# Short problem:
Can you render the material from the line containing "Within this frame, in what area is the calm" through the last line, both included, as a Markdown table with the columns Row and Material line, leaving out blank lines and nothing else?

►

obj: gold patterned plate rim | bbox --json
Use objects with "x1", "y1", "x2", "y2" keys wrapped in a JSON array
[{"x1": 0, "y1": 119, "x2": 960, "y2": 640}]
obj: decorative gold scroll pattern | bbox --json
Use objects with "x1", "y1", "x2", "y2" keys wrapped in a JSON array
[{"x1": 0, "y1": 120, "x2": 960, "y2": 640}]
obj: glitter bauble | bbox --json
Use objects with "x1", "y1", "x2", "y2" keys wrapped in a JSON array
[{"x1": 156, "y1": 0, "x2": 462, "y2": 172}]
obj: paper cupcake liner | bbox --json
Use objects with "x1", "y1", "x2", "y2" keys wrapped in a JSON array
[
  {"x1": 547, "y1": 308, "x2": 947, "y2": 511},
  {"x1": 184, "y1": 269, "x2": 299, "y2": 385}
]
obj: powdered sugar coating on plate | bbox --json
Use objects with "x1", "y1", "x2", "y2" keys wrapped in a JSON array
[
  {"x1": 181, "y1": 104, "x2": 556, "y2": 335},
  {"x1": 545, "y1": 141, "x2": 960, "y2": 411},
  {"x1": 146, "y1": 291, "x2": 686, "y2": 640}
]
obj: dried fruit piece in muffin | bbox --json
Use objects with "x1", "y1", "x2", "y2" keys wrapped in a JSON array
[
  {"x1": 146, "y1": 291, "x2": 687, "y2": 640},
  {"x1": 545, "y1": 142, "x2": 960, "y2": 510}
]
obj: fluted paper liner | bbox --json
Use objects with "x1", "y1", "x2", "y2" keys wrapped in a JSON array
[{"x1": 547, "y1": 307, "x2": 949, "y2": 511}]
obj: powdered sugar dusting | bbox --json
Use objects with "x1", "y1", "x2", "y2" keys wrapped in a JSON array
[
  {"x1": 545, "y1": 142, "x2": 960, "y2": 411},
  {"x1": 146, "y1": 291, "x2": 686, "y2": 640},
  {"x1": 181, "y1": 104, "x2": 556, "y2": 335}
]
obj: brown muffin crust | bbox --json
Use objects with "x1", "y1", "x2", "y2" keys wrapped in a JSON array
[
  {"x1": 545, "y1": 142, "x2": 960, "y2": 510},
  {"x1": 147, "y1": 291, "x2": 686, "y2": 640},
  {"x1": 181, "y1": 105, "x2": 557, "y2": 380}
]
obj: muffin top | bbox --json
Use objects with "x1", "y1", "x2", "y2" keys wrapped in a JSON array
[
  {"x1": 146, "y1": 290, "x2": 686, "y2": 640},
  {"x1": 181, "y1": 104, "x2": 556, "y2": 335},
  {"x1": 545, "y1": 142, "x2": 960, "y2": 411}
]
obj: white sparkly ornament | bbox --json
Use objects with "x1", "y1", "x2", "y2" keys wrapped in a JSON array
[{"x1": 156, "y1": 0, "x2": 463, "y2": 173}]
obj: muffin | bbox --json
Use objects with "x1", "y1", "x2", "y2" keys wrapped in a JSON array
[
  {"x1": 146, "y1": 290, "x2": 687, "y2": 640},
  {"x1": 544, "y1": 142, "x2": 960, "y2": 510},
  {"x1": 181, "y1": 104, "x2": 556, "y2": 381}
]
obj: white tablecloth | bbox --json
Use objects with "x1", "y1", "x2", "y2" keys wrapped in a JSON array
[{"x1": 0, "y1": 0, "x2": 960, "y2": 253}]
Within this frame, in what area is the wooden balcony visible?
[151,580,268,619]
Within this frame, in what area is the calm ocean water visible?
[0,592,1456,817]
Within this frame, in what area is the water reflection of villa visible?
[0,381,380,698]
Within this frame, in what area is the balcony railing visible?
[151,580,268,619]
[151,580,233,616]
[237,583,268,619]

◄

# Written response:
| Row | Material line |
|---|---|
| 1 | Within this frame, in what area is the calm ocean water visible? |
| 2 | [0,592,1456,817] |
| 3 | Within this frame, in what area is the water reflection of villa visible? |
| 4 | [0,381,380,698] |
| 5 | Within this frame, in what area is the balcony railing visible? |
| 6 | [151,580,268,619] |
| 7 | [151,580,233,616] |
| 8 | [237,583,268,619] |